*Source document*.
┌────────
That last part was not a joke.
Yes, that boxing kangaroo is a playable character. No, that’s not a joke either.
Even then there was something that felt missing from the games that I played up to that point: A plot that makes sense to me. Why must a plumber be the one to save the princess from an evil dino turtle? What, was Link too constipated from Taco Tuesday and had to relegate his duties to the guy who cleaned his pipes? Also, why did the police force only send three ass-whoopin’ detectives to combat the waves of crime hitting their city, and yet still have the resources to spare for rocket-launching officers in Lamborghini patrol cars?
These were the kinds of thoughts that haunted my young mind as I played my games. Yes, I was a really weird kid.
“Time to rain some FREEDOM on this city!!”
With Chrono Trigger, that problem was not only solved but also turned into a proper motivation for my younger self to keep playing the game. Here was a kid, perhaps around the same age as I was at the time, who got transported into wondrous new locales and allied himself with a colorful cast in order to survive long enough to find his way home. Add to the fact that the lead was a silent protagonist that I could project whichever of my quirks and insecurities I wanted on him, and I learned firsthand what the word “immersion” truly meant before spending many sleepless nights trying to foil the evil Lavos’ plans to annihilate humanity.
From that day forth many JRPGs came a-knockin’ on my door and I always welcomed them with open arms knowing full well they would continue to challenge my expectations. Tales of Phantasia showed that RPG battles didn’t have to be boring; Star Ocean showed that you could, in fact, have an RPG set on the far extreme opposite of medieval times; and Persona showed that the daily lives of Japanese highschoolers were really, really weird.
But, like, sexy weird.
└────────
Shape labeling records:
┌────────
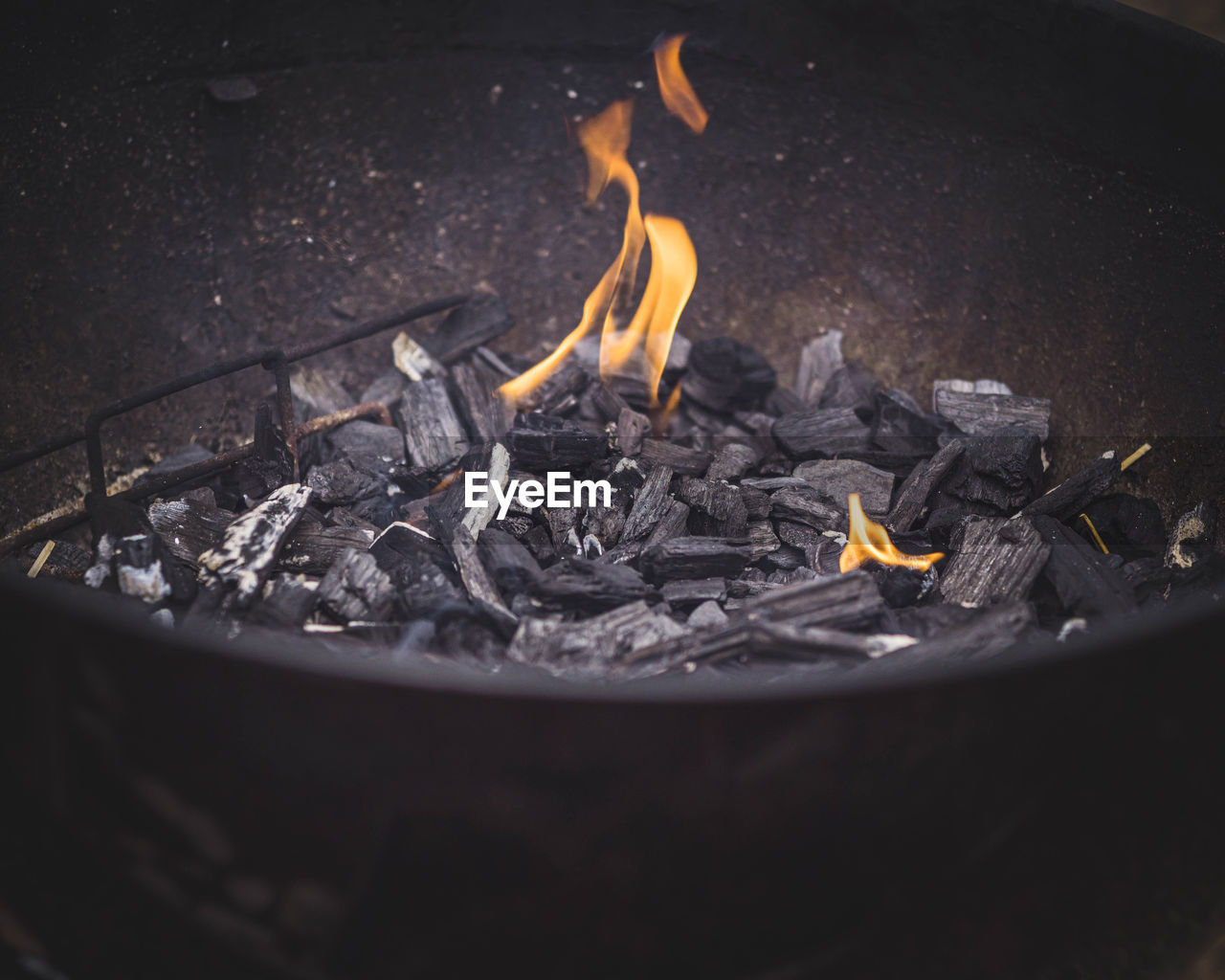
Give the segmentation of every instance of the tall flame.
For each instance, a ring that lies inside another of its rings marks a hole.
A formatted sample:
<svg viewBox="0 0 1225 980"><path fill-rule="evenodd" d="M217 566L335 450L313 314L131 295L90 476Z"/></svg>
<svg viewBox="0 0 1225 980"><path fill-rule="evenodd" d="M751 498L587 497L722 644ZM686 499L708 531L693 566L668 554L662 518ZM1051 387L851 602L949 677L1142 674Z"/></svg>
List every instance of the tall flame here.
<svg viewBox="0 0 1225 980"><path fill-rule="evenodd" d="M907 555L898 551L889 540L889 533L881 524L867 519L859 494L850 494L846 497L846 510L850 514L850 534L846 535L846 546L838 557L838 568L843 572L858 568L865 561L902 565L925 572L944 557L940 551L931 555Z"/></svg>
<svg viewBox="0 0 1225 980"><path fill-rule="evenodd" d="M688 34L673 34L655 45L655 75L659 94L668 111L685 121L693 132L702 132L709 119L681 67L681 44Z"/></svg>

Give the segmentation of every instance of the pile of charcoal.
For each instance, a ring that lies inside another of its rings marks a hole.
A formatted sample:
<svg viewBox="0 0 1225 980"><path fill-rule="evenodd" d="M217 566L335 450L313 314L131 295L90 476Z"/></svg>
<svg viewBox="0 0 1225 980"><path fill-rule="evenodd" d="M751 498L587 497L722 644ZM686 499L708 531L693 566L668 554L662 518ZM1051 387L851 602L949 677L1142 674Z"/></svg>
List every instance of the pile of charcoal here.
<svg viewBox="0 0 1225 980"><path fill-rule="evenodd" d="M430 336L402 333L358 399L299 374L299 419L360 401L394 425L304 440L295 480L262 407L251 459L147 508L97 507L86 583L167 625L633 679L993 655L1223 581L1213 507L1167 533L1153 501L1117 492L1120 454L1047 486L1047 399L941 381L929 410L844 363L832 331L804 348L794 390L736 341L676 337L665 420L631 369L601 380L584 343L511 410L496 390L529 363L486 344L512 325L483 295ZM500 490L548 472L608 492L469 506L467 474ZM900 552L946 557L842 571L853 494Z"/></svg>

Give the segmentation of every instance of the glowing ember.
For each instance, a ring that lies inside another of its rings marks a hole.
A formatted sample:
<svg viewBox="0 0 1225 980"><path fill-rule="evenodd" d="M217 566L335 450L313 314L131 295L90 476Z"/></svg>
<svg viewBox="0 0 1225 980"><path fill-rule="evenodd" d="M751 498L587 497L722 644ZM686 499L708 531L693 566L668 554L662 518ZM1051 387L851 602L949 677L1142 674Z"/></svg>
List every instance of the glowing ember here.
<svg viewBox="0 0 1225 980"><path fill-rule="evenodd" d="M702 132L709 116L681 69L681 44L687 37L688 34L673 34L655 45L655 75L659 77L659 94L668 111L682 119L693 132Z"/></svg>
<svg viewBox="0 0 1225 980"><path fill-rule="evenodd" d="M889 533L881 524L867 519L864 506L859 502L859 494L850 494L846 497L846 510L850 514L850 534L846 535L846 546L838 557L838 568L843 572L858 568L865 561L902 565L925 572L944 557L940 551L931 555L907 555L898 551L889 540Z"/></svg>

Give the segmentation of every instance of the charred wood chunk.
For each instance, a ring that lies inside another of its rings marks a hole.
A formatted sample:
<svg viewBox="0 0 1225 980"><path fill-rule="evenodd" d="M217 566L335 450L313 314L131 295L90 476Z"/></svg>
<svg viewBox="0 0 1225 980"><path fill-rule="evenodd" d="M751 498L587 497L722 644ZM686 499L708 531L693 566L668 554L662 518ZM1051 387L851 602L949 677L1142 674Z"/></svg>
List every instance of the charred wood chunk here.
<svg viewBox="0 0 1225 980"><path fill-rule="evenodd" d="M644 466L668 467L686 477L701 477L714 458L706 450L691 450L670 439L646 439L639 458Z"/></svg>
<svg viewBox="0 0 1225 980"><path fill-rule="evenodd" d="M477 539L477 554L503 597L527 592L540 572L528 548L505 530L485 528Z"/></svg>
<svg viewBox="0 0 1225 980"><path fill-rule="evenodd" d="M1160 555L1166 549L1161 508L1145 497L1110 494L1087 505L1083 513L1093 522L1101 540L1125 559ZM1083 521L1077 522L1080 532ZM1084 533L1080 534L1084 537Z"/></svg>
<svg viewBox="0 0 1225 980"><path fill-rule="evenodd" d="M581 624L524 620L506 650L510 660L562 676L603 676L619 658L686 632L666 616L635 601Z"/></svg>
<svg viewBox="0 0 1225 980"><path fill-rule="evenodd" d="M690 528L695 534L742 538L748 533L748 516L740 490L722 480L684 477L676 494L690 506Z"/></svg>
<svg viewBox="0 0 1225 980"><path fill-rule="evenodd" d="M815 405L829 383L829 379L843 366L840 330L832 330L800 350L800 366L795 375L795 393L806 405Z"/></svg>
<svg viewBox="0 0 1225 980"><path fill-rule="evenodd" d="M708 480L739 480L748 468L756 466L763 453L747 442L725 442L715 452L706 472Z"/></svg>
<svg viewBox="0 0 1225 980"><path fill-rule="evenodd" d="M1063 608L1076 616L1131 612L1136 594L1105 555L1054 517L1035 517L1033 524L1050 545L1042 577L1055 588Z"/></svg>
<svg viewBox="0 0 1225 980"><path fill-rule="evenodd" d="M1204 564L1216 543L1216 507L1200 502L1178 518L1165 551L1167 568L1187 572Z"/></svg>
<svg viewBox="0 0 1225 980"><path fill-rule="evenodd" d="M744 538L674 538L643 551L639 566L649 582L662 584L677 578L729 578L751 556Z"/></svg>
<svg viewBox="0 0 1225 980"><path fill-rule="evenodd" d="M441 473L467 452L468 437L445 381L426 379L405 386L398 413L414 466Z"/></svg>
<svg viewBox="0 0 1225 980"><path fill-rule="evenodd" d="M263 587L262 598L247 615L247 622L298 628L315 611L317 586L304 575L279 572L272 576Z"/></svg>
<svg viewBox="0 0 1225 980"><path fill-rule="evenodd" d="M1024 517L968 517L953 549L941 592L967 606L1027 598L1051 551Z"/></svg>
<svg viewBox="0 0 1225 980"><path fill-rule="evenodd" d="M903 480L889 516L884 519L891 530L907 532L919 524L927 513L927 497L944 479L944 474L960 458L964 450L965 443L962 440L953 440L942 446L926 463L920 463L911 470L910 475Z"/></svg>
<svg viewBox="0 0 1225 980"><path fill-rule="evenodd" d="M318 583L318 604L341 622L381 622L396 603L391 578L369 551L349 549Z"/></svg>
<svg viewBox="0 0 1225 980"><path fill-rule="evenodd" d="M516 464L534 473L579 469L608 456L608 436L552 415L519 414L506 434Z"/></svg>
<svg viewBox="0 0 1225 980"><path fill-rule="evenodd" d="M1115 451L1105 452L1079 473L1068 477L1058 486L1027 503L1022 514L1025 517L1046 514L1056 521L1069 521L1093 500L1114 486L1122 472Z"/></svg>
<svg viewBox="0 0 1225 980"><path fill-rule="evenodd" d="M650 431L650 419L626 405L616 417L616 447L622 456L637 456Z"/></svg>
<svg viewBox="0 0 1225 980"><path fill-rule="evenodd" d="M698 341L690 349L684 397L713 412L755 408L774 388L769 361L730 337Z"/></svg>
<svg viewBox="0 0 1225 980"><path fill-rule="evenodd" d="M769 497L769 512L775 521L797 521L817 530L846 530L845 511L809 485L775 490Z"/></svg>
<svg viewBox="0 0 1225 980"><path fill-rule="evenodd" d="M170 554L192 564L222 539L233 519L230 511L217 506L213 491L207 486L149 505L149 523L162 535Z"/></svg>
<svg viewBox="0 0 1225 980"><path fill-rule="evenodd" d="M506 304L492 293L481 293L448 312L432 334L421 338L421 345L435 360L451 364L513 326Z"/></svg>
<svg viewBox="0 0 1225 980"><path fill-rule="evenodd" d="M331 527L300 521L281 549L277 567L292 572L323 575L345 551L365 551L375 540L368 528Z"/></svg>
<svg viewBox="0 0 1225 980"><path fill-rule="evenodd" d="M513 413L495 393L496 382L486 371L461 363L451 369L454 404L459 409L468 436L475 442L501 439L510 428Z"/></svg>
<svg viewBox="0 0 1225 980"><path fill-rule="evenodd" d="M722 603L728 598L725 578L687 578L668 582L662 589L664 601L673 609L692 609L699 603Z"/></svg>
<svg viewBox="0 0 1225 980"><path fill-rule="evenodd" d="M538 609L555 612L601 612L654 590L628 565L565 559L540 572L528 592Z"/></svg>
<svg viewBox="0 0 1225 980"><path fill-rule="evenodd" d="M673 480L673 470L657 466L647 475L647 481L633 497L633 506L626 517L621 540L638 541L644 539L664 517L673 505L668 488Z"/></svg>
<svg viewBox="0 0 1225 980"><path fill-rule="evenodd" d="M980 394L937 387L932 402L936 414L971 436L986 436L1008 429L1029 432L1045 442L1050 434L1050 398Z"/></svg>
<svg viewBox="0 0 1225 980"><path fill-rule="evenodd" d="M318 503L331 507L365 497L385 496L388 484L386 478L342 456L330 463L311 467L306 474L306 485Z"/></svg>
<svg viewBox="0 0 1225 980"><path fill-rule="evenodd" d="M871 429L854 408L805 408L774 423L774 441L793 459L866 450Z"/></svg>
<svg viewBox="0 0 1225 980"><path fill-rule="evenodd" d="M973 513L1008 517L1034 497L1041 479L1041 440L1028 432L1002 430L992 436L967 439L962 454L937 490L969 505Z"/></svg>
<svg viewBox="0 0 1225 980"><path fill-rule="evenodd" d="M310 488L292 483L225 528L200 556L200 583L224 592L224 609L245 609L263 586L281 546L310 502Z"/></svg>
<svg viewBox="0 0 1225 980"><path fill-rule="evenodd" d="M862 364L850 361L842 365L826 382L821 392L821 408L859 408L871 412L880 382Z"/></svg>
<svg viewBox="0 0 1225 980"><path fill-rule="evenodd" d="M796 464L791 475L807 483L839 511L846 511L851 494L859 494L865 513L883 514L889 510L893 474L859 459L813 459Z"/></svg>
<svg viewBox="0 0 1225 980"><path fill-rule="evenodd" d="M459 578L463 579L468 595L481 609L486 610L505 626L513 628L518 617L514 616L502 599L502 594L494 584L492 577L481 564L477 541L467 527L459 524L451 539L451 551L456 556L456 565L459 567Z"/></svg>
<svg viewBox="0 0 1225 980"><path fill-rule="evenodd" d="M940 630L935 636L908 647L903 655L907 663L929 658L995 657L1023 639L1034 627L1034 608L1029 603L1001 603L989 609L974 610L968 621Z"/></svg>
<svg viewBox="0 0 1225 980"><path fill-rule="evenodd" d="M751 619L837 630L870 628L884 611L876 582L864 571L772 589L747 600L740 609Z"/></svg>

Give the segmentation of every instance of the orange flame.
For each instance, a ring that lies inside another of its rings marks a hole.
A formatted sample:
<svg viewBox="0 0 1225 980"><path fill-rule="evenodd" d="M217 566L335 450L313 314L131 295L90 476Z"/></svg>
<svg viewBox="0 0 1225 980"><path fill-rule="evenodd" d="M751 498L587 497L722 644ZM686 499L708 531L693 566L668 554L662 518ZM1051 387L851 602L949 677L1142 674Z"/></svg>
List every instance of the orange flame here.
<svg viewBox="0 0 1225 980"><path fill-rule="evenodd" d="M659 94L668 111L682 119L693 132L702 132L709 115L681 67L681 44L687 37L673 34L655 45L655 75L659 76Z"/></svg>
<svg viewBox="0 0 1225 980"><path fill-rule="evenodd" d="M638 274L638 258L646 241L642 212L638 208L638 178L626 159L630 148L630 123L633 118L633 100L614 102L599 115L583 120L578 126L578 142L587 154L587 198L594 201L600 192L615 181L625 187L630 205L625 217L625 234L621 251L600 277L595 289L583 304L583 316L562 339L557 348L539 364L529 368L518 377L512 377L500 386L497 393L510 403L517 403L539 387L552 370L566 359L588 331L605 317L611 317L617 295L624 289L632 289Z"/></svg>
<svg viewBox="0 0 1225 980"><path fill-rule="evenodd" d="M898 551L889 540L889 533L881 524L867 519L859 494L846 497L846 510L850 514L850 534L846 535L846 546L838 557L838 568L843 572L858 568L865 561L902 565L925 572L944 557L940 551L931 555L907 555Z"/></svg>

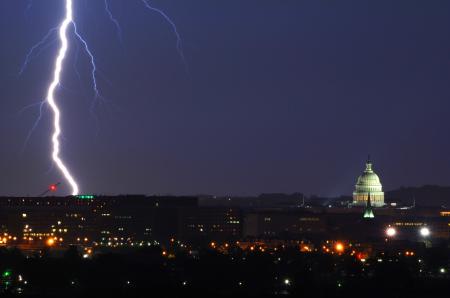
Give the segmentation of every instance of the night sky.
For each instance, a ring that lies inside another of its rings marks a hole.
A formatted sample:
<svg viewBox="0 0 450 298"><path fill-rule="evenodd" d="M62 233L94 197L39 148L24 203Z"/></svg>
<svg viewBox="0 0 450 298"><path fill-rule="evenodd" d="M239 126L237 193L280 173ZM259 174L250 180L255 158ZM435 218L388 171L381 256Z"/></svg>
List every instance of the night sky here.
<svg viewBox="0 0 450 298"><path fill-rule="evenodd" d="M74 0L106 101L90 113L89 63L72 39L58 100L62 155L83 193L351 194L370 153L385 189L450 183L450 2ZM63 1L0 1L0 194L63 182L45 97ZM75 67L75 62L78 61ZM77 76L77 70L80 78Z"/></svg>

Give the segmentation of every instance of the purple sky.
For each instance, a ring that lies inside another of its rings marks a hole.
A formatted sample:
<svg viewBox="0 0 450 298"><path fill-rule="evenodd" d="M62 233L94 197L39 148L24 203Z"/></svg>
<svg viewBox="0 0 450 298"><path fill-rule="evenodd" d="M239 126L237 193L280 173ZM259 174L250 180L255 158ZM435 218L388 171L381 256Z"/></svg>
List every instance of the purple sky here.
<svg viewBox="0 0 450 298"><path fill-rule="evenodd" d="M107 102L89 112L89 64L75 46L58 99L63 157L84 193L350 194L368 153L386 189L449 185L449 1L77 1ZM0 2L0 194L61 181L51 114L22 152L57 40L22 76L62 1ZM73 40L72 40L73 42Z"/></svg>

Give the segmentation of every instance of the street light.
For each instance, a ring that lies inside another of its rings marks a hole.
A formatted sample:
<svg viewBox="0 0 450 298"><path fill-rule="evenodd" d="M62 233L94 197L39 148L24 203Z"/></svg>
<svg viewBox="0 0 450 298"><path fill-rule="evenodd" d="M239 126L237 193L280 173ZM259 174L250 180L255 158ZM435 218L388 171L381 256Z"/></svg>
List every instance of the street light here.
<svg viewBox="0 0 450 298"><path fill-rule="evenodd" d="M389 227L389 228L386 229L386 235L388 237L394 237L395 234L397 234L397 231L395 230L395 228Z"/></svg>

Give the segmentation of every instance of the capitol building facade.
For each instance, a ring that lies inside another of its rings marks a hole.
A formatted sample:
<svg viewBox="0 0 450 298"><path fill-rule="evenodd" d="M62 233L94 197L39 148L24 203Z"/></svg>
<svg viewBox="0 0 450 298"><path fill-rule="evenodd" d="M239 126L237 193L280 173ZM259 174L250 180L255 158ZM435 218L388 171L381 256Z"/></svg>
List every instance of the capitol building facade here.
<svg viewBox="0 0 450 298"><path fill-rule="evenodd" d="M367 206L369 200L370 205L373 207L384 206L383 186L380 178L372 169L370 158L366 162L366 169L356 182L355 191L353 192L353 205Z"/></svg>

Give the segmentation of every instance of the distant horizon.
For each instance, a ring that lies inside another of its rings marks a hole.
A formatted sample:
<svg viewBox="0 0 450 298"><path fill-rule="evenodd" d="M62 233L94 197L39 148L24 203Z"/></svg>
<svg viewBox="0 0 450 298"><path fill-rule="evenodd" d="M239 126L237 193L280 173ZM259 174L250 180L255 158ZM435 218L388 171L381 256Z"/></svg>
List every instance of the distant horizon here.
<svg viewBox="0 0 450 298"><path fill-rule="evenodd" d="M426 188L426 187L436 187L436 188L450 188L450 185L438 185L438 184L423 184L420 186L399 186L397 188L393 188L393 189L389 189L389 190L384 190L385 193L387 192L392 192L392 191L398 191L398 190L402 190L402 189L409 189L409 188ZM148 196L148 197L152 197L152 196L173 196L173 197L218 197L218 198L226 198L226 197L233 197L233 198L246 198L246 197L259 197L261 195L287 195L287 196L291 196L291 195L295 195L295 194L302 194L304 195L306 198L312 198L312 197L318 197L318 198L340 198L340 197L352 197L352 194L340 194L340 195L336 195L336 196L323 196L323 195L317 195L317 194L305 194L301 191L294 191L294 192L261 192L261 193L257 193L257 194L225 194L225 195L217 195L217 194L207 194L207 193L193 193L193 194L188 194L188 193L180 193L180 194L176 194L176 193L153 193L153 194L146 194L146 193L117 193L117 194L108 194L108 193L80 193L78 196L81 195L93 195L93 196L111 196L111 197L115 197L115 196ZM5 195L5 194L0 194L0 197L30 197L30 198L37 198L37 197L76 197L76 196L72 196L72 195L64 195L64 194L48 194L45 196L38 196L38 195Z"/></svg>

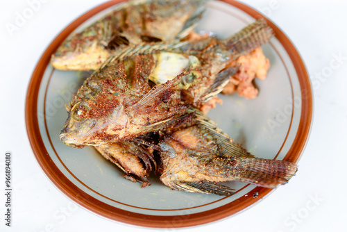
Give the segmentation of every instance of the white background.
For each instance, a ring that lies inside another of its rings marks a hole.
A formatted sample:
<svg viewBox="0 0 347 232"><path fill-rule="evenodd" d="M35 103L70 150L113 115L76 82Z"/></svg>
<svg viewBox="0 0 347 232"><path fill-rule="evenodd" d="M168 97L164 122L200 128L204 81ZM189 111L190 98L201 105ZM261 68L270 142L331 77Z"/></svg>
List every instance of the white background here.
<svg viewBox="0 0 347 232"><path fill-rule="evenodd" d="M50 182L33 156L24 122L25 97L32 72L61 30L104 1L46 1L12 35L6 23L14 24L17 13L22 13L29 5L25 0L0 3L0 231L149 231L106 219L76 206ZM299 171L289 184L237 215L177 230L346 231L347 3L337 0L242 2L275 22L301 54L314 83L311 135ZM332 63L338 63L335 55L339 54L344 58L341 64L329 68ZM13 161L11 228L5 226L3 219L6 151L12 152Z"/></svg>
└────────
*Aim*.
Turn the paragraph of the video game essay that begins "From that day forth" into a short bulleted list that keeps its main facts.

*Result of the task*.
- After that, many JRPGs came along, and the writer welcomed them, expecting them to keep challenging expectations.
- Tales of Phantasia: RPG battles didn't have to be boring.
- Star Ocean: an RPG could be set at the far extreme opposite of medieval times.
- Persona: the daily lives of Japanese high schoolers were really, really weird.